• [WHAT IS REQUIRED]: Could you rewrite the records starting at the line that contains "Note: the class marks the tile" and ending at the end of the records, putting "in this image" wherever "in this photo" stands, changing nothing else, and leaving the pictures out?

• [MATERIAL FOR THE TASK]:

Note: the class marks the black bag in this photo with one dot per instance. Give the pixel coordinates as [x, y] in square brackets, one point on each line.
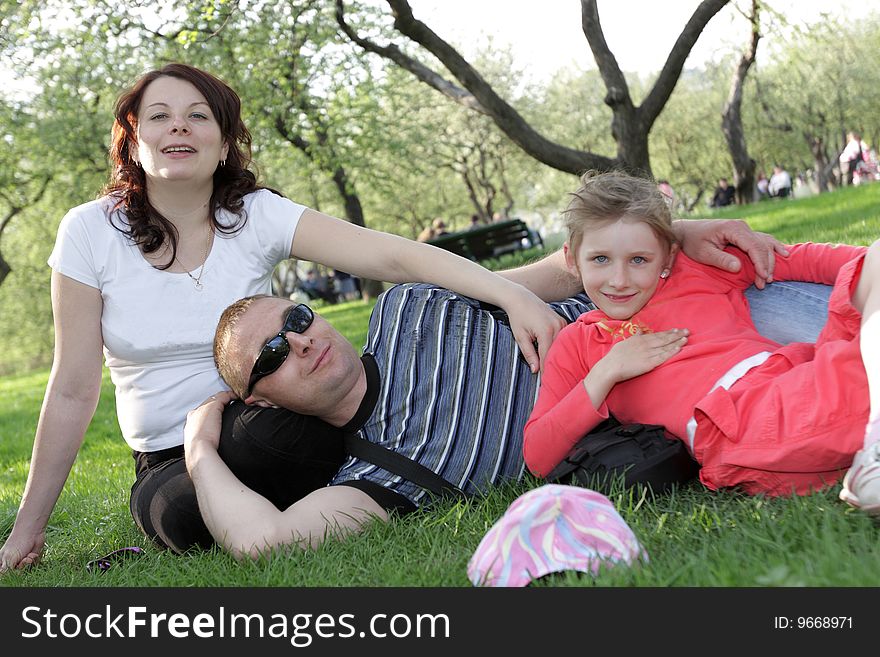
[640, 453]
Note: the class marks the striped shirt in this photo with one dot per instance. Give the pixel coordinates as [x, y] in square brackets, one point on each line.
[454, 392]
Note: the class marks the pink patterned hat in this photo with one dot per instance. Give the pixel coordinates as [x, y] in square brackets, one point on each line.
[551, 529]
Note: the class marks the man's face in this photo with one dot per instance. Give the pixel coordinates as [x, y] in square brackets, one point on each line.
[321, 368]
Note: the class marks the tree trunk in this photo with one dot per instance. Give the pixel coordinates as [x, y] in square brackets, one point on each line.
[821, 162]
[731, 120]
[354, 211]
[5, 269]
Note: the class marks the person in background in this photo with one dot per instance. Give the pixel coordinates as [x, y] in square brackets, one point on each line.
[780, 183]
[854, 154]
[724, 194]
[439, 227]
[762, 185]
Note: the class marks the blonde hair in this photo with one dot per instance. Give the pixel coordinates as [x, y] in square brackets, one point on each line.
[603, 198]
[235, 377]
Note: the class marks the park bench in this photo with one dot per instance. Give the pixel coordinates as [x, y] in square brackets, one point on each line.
[490, 241]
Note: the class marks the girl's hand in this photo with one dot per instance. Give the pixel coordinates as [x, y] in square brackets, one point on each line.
[639, 354]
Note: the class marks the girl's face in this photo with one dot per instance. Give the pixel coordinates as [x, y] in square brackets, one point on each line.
[620, 264]
[178, 136]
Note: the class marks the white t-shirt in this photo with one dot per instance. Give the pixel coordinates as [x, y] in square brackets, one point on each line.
[158, 329]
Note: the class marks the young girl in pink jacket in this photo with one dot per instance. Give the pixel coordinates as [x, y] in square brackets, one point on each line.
[672, 343]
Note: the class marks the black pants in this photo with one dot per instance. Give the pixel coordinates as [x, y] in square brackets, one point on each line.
[280, 455]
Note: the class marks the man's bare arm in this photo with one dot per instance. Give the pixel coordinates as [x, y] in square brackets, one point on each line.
[244, 522]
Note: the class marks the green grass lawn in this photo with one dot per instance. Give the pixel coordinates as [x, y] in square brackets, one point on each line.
[693, 537]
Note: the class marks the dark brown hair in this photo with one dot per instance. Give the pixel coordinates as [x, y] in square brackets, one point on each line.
[146, 225]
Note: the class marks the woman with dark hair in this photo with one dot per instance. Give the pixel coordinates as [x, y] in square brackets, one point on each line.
[142, 274]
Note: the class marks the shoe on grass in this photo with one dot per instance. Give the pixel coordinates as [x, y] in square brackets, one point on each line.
[861, 485]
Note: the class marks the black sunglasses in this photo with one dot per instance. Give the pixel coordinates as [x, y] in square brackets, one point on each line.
[275, 351]
[103, 564]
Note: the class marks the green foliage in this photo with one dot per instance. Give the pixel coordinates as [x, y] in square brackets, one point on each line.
[693, 537]
[407, 154]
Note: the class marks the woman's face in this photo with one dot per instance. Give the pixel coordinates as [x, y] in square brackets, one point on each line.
[178, 137]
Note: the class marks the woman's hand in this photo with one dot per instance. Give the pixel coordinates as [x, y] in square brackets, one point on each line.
[532, 321]
[203, 423]
[21, 551]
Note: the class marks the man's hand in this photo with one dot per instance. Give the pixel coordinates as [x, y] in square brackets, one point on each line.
[704, 241]
[21, 551]
[203, 424]
[532, 321]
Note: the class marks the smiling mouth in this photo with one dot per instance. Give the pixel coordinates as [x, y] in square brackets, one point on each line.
[619, 298]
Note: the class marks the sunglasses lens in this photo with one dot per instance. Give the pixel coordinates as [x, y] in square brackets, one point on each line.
[272, 356]
[276, 350]
[299, 319]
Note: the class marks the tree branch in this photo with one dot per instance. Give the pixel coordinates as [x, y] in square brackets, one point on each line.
[422, 72]
[504, 116]
[650, 109]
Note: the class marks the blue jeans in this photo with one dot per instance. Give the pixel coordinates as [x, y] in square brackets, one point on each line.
[789, 311]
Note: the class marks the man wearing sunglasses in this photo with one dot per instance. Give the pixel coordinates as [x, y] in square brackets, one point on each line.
[440, 382]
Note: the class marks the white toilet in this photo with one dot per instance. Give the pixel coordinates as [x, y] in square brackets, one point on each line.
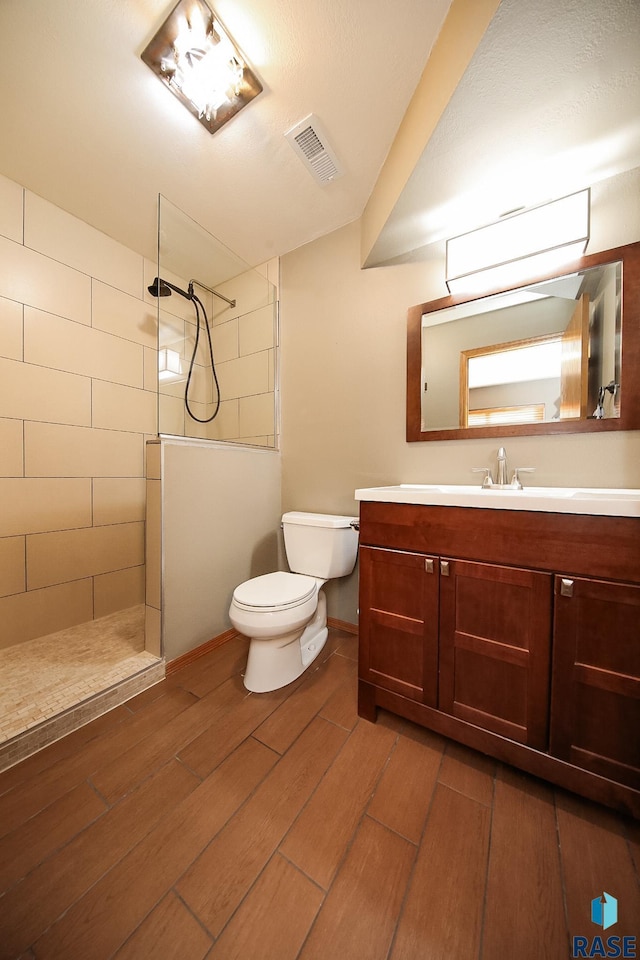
[285, 614]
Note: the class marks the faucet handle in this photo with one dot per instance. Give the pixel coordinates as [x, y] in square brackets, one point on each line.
[515, 480]
[488, 479]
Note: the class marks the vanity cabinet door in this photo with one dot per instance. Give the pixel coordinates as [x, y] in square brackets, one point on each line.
[495, 632]
[399, 622]
[595, 698]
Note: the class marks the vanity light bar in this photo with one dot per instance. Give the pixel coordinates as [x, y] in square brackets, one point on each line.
[519, 246]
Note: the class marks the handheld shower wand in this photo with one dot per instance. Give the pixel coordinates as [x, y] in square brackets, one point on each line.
[162, 288]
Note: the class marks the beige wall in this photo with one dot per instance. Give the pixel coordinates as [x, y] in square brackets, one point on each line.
[221, 526]
[78, 367]
[343, 385]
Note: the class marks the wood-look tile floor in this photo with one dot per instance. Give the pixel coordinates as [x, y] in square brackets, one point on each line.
[200, 821]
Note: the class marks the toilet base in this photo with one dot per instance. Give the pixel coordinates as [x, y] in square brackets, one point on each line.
[273, 663]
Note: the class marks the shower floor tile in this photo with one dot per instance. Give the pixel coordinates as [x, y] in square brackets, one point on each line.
[46, 676]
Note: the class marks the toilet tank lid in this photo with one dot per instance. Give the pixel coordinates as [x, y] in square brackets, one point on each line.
[317, 519]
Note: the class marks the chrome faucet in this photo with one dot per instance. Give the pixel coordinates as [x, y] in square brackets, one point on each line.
[501, 474]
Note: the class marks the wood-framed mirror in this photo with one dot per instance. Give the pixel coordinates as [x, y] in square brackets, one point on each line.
[560, 354]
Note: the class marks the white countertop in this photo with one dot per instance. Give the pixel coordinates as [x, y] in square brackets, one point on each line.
[597, 501]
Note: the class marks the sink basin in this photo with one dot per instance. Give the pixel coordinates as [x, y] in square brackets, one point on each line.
[587, 500]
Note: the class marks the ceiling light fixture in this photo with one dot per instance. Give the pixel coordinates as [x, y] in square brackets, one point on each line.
[520, 246]
[197, 60]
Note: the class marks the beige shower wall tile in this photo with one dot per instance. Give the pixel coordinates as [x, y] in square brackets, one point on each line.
[226, 426]
[257, 331]
[248, 375]
[152, 631]
[40, 612]
[271, 270]
[12, 566]
[171, 415]
[257, 415]
[53, 450]
[118, 500]
[40, 282]
[53, 341]
[153, 542]
[250, 290]
[123, 408]
[153, 451]
[61, 557]
[11, 206]
[118, 591]
[61, 236]
[123, 315]
[11, 451]
[225, 341]
[272, 369]
[30, 392]
[10, 329]
[150, 368]
[38, 506]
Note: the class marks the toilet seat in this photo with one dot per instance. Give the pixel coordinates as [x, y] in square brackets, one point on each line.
[275, 591]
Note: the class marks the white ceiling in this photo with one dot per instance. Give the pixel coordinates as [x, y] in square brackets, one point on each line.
[86, 124]
[549, 103]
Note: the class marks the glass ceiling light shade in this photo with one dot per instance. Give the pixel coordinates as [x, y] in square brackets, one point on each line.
[196, 59]
[520, 246]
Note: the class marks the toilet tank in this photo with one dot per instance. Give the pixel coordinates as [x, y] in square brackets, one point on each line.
[320, 545]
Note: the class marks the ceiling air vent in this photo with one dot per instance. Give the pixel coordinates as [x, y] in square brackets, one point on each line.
[310, 142]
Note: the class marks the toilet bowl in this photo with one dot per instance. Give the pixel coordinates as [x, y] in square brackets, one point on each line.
[285, 613]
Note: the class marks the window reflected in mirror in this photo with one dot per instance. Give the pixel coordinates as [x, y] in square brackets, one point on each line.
[547, 352]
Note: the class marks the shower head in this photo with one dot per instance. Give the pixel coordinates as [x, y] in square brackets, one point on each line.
[162, 288]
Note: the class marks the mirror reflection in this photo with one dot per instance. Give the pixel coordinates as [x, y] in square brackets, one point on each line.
[546, 352]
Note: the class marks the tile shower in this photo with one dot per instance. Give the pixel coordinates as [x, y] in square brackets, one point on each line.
[80, 470]
[78, 401]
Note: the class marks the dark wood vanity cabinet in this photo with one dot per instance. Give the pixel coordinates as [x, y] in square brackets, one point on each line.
[532, 660]
[595, 693]
[399, 600]
[494, 648]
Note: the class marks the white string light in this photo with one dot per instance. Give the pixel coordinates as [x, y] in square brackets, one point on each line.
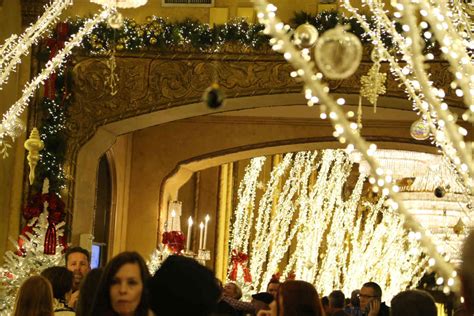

• [FULL OUTPUT]:
Note: the class marks the tile shower in this image with one dot per instance. Give the pixel coordinates as [x, y] in square brackets, one point on each line.
[80, 470]
[78, 401]
Note: the class marks the dark wood vanity cabinet in this image with one dot per instance. Give the pixel coordinates as [x, y] in square brackets, one point on each line.
[532, 660]
[595, 693]
[399, 600]
[494, 648]
Note: the class marks the white string light in this image with one dot per instance. Give the pixel coordinates as [x, y] in square brackets, one point on each line.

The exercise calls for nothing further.